Work to complete: In your copy, leave out all pictures and reproduce every entry exactly.

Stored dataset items
<<<<

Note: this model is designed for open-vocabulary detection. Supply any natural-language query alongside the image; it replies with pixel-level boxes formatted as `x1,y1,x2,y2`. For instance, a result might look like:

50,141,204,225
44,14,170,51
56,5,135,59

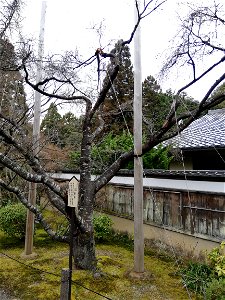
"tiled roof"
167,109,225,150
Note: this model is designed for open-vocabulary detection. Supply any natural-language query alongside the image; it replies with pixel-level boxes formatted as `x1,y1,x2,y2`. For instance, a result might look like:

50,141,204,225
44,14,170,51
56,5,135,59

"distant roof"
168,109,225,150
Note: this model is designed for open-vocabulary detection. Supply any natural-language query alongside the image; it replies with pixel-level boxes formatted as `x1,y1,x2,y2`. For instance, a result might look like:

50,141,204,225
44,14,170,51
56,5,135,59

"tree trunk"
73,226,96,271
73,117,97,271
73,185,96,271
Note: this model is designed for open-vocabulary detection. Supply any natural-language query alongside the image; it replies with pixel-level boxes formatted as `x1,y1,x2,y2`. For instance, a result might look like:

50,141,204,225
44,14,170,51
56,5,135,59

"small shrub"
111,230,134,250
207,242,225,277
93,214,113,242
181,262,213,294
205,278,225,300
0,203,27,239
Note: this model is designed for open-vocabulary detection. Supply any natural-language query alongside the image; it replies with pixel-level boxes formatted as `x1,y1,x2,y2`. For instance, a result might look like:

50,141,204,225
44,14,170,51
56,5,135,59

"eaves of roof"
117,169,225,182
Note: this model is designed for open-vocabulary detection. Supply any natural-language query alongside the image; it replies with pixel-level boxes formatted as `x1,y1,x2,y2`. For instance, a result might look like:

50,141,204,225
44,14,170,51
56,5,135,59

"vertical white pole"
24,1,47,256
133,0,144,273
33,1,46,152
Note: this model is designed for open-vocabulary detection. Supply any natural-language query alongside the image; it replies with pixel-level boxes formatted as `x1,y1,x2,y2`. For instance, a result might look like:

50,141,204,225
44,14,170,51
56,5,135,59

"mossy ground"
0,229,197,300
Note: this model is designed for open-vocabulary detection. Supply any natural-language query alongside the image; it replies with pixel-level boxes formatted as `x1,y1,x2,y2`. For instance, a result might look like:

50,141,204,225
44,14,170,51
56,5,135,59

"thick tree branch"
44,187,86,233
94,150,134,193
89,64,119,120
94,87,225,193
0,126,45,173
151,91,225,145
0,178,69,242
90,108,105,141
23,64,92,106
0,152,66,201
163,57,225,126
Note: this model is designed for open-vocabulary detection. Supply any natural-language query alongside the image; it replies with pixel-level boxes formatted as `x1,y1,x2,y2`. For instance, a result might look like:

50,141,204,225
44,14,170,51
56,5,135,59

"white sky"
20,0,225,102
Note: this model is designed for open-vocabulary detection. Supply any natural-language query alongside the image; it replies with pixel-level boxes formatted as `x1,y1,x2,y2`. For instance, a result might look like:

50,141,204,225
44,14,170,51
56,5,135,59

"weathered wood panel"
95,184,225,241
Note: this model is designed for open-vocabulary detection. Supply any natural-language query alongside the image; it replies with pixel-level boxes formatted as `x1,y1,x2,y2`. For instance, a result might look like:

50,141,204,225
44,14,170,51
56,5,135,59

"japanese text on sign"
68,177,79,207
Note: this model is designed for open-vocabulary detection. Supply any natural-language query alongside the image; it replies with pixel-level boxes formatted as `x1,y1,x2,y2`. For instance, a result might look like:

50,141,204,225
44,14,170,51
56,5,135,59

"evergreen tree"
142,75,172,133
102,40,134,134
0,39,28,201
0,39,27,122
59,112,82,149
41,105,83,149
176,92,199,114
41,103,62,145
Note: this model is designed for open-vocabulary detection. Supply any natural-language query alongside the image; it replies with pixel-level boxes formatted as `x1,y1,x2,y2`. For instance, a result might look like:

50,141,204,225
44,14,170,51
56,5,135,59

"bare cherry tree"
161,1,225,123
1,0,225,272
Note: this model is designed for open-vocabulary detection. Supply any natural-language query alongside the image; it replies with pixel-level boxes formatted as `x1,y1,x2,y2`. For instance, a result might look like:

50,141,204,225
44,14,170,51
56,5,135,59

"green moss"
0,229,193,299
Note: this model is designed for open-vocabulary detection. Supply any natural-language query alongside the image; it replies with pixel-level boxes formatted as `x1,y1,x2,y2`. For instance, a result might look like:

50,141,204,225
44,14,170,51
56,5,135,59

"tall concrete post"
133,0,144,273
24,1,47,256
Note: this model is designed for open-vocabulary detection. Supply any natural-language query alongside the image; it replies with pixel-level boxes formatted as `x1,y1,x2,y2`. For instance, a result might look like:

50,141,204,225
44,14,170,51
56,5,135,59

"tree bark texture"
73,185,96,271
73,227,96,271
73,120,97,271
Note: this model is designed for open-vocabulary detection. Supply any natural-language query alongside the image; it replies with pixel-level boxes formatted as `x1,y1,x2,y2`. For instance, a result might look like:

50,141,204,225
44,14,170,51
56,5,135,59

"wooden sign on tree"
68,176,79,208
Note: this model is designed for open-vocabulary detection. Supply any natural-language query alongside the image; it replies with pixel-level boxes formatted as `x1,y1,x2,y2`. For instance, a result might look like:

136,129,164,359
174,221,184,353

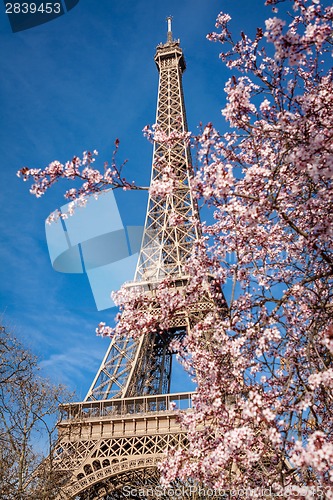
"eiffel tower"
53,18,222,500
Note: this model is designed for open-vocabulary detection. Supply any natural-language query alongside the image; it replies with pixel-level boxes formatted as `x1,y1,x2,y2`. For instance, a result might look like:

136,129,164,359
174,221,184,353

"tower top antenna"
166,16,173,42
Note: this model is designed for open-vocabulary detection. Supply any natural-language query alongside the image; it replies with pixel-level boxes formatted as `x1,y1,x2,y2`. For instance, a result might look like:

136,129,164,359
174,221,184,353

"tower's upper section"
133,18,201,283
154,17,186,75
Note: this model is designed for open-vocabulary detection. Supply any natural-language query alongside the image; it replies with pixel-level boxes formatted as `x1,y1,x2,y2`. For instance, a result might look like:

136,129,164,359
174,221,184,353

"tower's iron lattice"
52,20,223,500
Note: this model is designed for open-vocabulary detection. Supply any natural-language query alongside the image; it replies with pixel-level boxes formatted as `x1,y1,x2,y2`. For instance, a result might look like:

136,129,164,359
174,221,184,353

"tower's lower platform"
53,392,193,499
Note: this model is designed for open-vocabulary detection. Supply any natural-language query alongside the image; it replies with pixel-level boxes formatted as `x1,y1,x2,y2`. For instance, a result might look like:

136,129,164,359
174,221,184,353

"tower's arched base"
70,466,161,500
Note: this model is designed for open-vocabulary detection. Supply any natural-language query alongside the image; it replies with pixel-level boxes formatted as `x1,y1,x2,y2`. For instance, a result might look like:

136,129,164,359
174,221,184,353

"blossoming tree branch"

>>>>

Answer section:
Note: this model is designed for open-vocabulary detection. Supply any natural-language query alongside the image; it replies with pixel-level boxes formatted as `x1,y1,x2,y2`. For instance, a result might look like:

50,141,204,225
44,14,170,51
56,5,135,59

"tiled roof"
167,109,225,150
Note: this model is designed for open-vocabulary detection. Supply any natural-language query alongside the image; it replies with pixel-level boxes formatted as `x1,y1,x2,y2`. For instance, a result might look like:

50,141,204,225
44,14,170,51
56,5,135,59

"distant roof"
168,109,225,150
Note: this model is designed for open-vocabulary detection. Supply any natural-language query alongside the image; it replies with pixel-level boxes formatted as `x1,y1,x2,y2`. For instance, a result might look like:

50,141,204,225
44,14,170,51
56,5,135,59

"tree trunk"
73,226,96,271
73,117,97,271
73,185,96,271
Note: this model is designed for open-vocabulary detection. Supply any natural-language query alongside the image; it replies with pixel-level boxes formatted as `x1,y1,x2,y2`. For instance, a result might look like:

50,141,204,225
44,14,170,51
56,5,135,59

"small shrub"
111,230,134,250
207,242,225,277
93,214,113,242
181,262,213,294
205,278,225,300
0,203,27,239
Note: this model is designed for open-vocabulary detection. Supply any natural-language query alongside the image; it replies with pixel-level boxes formatted as `x1,y1,x2,y2`. For instance, a result might look like:

50,141,204,225
44,14,170,51
56,5,135,59

"eaves of roof"
117,169,225,182
Note: this model is designed for open-vocabulary detection. Supply any natural-language query alongside the image; it replies with pixel-level boxes formatted as `x1,y1,x2,y2`. For instance, a result might look like:

50,141,204,225
44,14,170,51
56,5,135,59

"vertical white pole"
24,1,47,256
133,0,144,273
33,1,46,152
Note: this model is designed for open-vocabulary detection. Supply any natural-language query alongside the image; it replies with pixel-level boxes formatted as `x1,y1,x2,y2`. For instance, a result might look like:

50,141,204,225
44,14,170,51
56,5,135,59

"mossy ground"
0,229,197,300
Note: this model is designed for open-vocabulary detection. Supply any natural-language query alongside the image; it replies with pixel-level boxes formatted as `x1,y1,x2,y2`. For instance, a result might look like:

50,141,204,225
44,14,170,51
56,5,135,59

"thick tree branch"
44,187,86,233
94,150,134,193
89,64,119,120
94,87,225,193
0,126,45,173
151,91,225,145
0,178,69,242
90,108,105,141
23,64,92,106
0,152,66,201
163,57,225,126
Note: this model is designed for open-vocabulary detection. Supply any natural-language query alongside the image; it replies with pixel-level boxes formatted as `x1,y1,x2,y2`. For instance, a result might look like:

50,141,204,225
44,14,170,51
56,5,135,59

"white sky"
20,0,225,102
Note: this model is designed for open-vocabulary detection. Supply any natural-language query alongside the image; it replies with pixel-level boxes formatted as `x1,y1,x2,y2`. For instance, a result might look like:

50,141,204,225
44,14,170,51
56,5,135,59

"weathered wood panel"
95,184,225,241
Note: this model is designed for open-vocabulary detection. Supply any natural-language query alongside the image; it replies with pixel-level boxes formatted as `x1,y1,x2,y2`. For instance, a result might look like:

50,141,204,225
44,14,170,51
56,5,135,59

"japanese text on sign"
68,177,79,207
Note: this model is designed for open-vocabulary detection. Supply any natural-language query alongside the image; it replies with pixel-level boxes formatted as `x1,y1,x2,y2`. For instance, a result might look like:

50,141,204,225
44,14,170,51
56,5,135,59

"evergreen tree"
142,75,172,133
102,40,134,134
0,39,28,201
0,39,27,122
59,112,82,149
41,105,83,149
176,92,199,114
41,103,62,145
Note: this model is designed for open-vocabulary detection. Supply any natural-language query alongside the image; it replies with pixel-level boxes formatted as `x1,y1,x2,y2`. For instance, a result might look like:

50,141,204,225
44,14,170,51
56,5,135,59

"bare cherry tree"
161,1,225,123
1,0,225,272
Note: this model is designed for open-vocabulary detection. Supply any natural-language query alongside the image; it replies with pixel-level boxes formatted as `x1,y1,x2,y2`. For instance, a result might look like:

50,141,204,225
44,14,170,51
56,5,135,59

"green moss"
0,229,193,299
Note: this model is designed for open-vocabulary detection. Supply any natural-language query alongside the image; it replies with pixel-level boxes formatted as `x1,y1,x2,y2`. For instance, a result might look like:

50,141,204,225
44,14,170,51
56,5,135,59

"tall concrete post"
133,0,144,273
24,1,47,256
Note: this model is designed for open-vocabulary detection. Supply any natural-language query alongside the image; it replies with pixel-level boxes formatted as `x1,y1,x2,y2`. For instance, a result might look like:

50,141,204,225
44,14,170,51
56,5,135,59

"tree bark texture"
73,185,96,271
73,227,96,271
73,120,97,271
Note: this model is designed for open-vocabulary detection. Supply any natural-language query alongside the image; it replies with pixel-level boxes formatted as `x1,y1,x2,y2`. For instance, a result might look like:

50,141,204,225
44,14,170,51
56,5,135,59

"wooden sign on tree"
68,176,79,208
Note: this model is designed for open-vocabulary detection. Supply any natural-language query alongside the image; it replies with pixel-level boxes formatted as `x1,y1,x2,y2`. For instance, a result might look like:

136,129,164,359
174,221,184,353

"eiffel tower"
53,18,222,500
Note: this model is designed for open-vocabulary detection. Supply any natural-language query alongside the image; it replies with pixel-level boxes formatted as `x1,y1,x2,y2`. For instance, a result might look like:

136,129,164,359
174,221,184,353

"tower top antenna"
166,16,173,42
Note: this model is designed for open-vocabulary detection. Supply any natural-language query alongside the image; it replies with pixel-level boxes formatted as `x1,y1,x2,y2`. For instance, a result might look like:

136,129,164,359
174,221,184,353

"tower's upper section"
133,18,201,283
154,17,186,75
Note: this model is designed for open-vocabulary detection. Supply any natural-language query alongside the image; it replies with pixel-level boxes formatted as `x1,y1,x2,y2`. For instance, a result might look like:

136,129,164,359
174,221,184,353

"tower's iron lattice"
52,20,223,500
Note: this model is designed for open-vocabulary detection. Supply any natural-language query alongside the image; it replies with pixel-level boxes formatted as `x1,y1,x2,y2`. For instance, a result might look like:

136,129,164,359
174,221,184,353

"tower's lower platform"
53,392,193,499
Note: this model is designed for open-vocabulary detection. Supply any natural-language query alongside the image; it replies with pixel-level boxes formatted as `x1,y1,x2,y2`. For instance, a result might look like:

136,129,164,359
174,221,184,353

"tower's arched base"
70,466,161,500
Note: this model is designed for open-vocabulary detection. Supply any natural-language query alongside the image; it replies with pixel-level boxes formatted as `x1,y1,x2,y2`. For instance, a result might look like:

136,129,164,359
174,221,184,353

"blossoming tree branch"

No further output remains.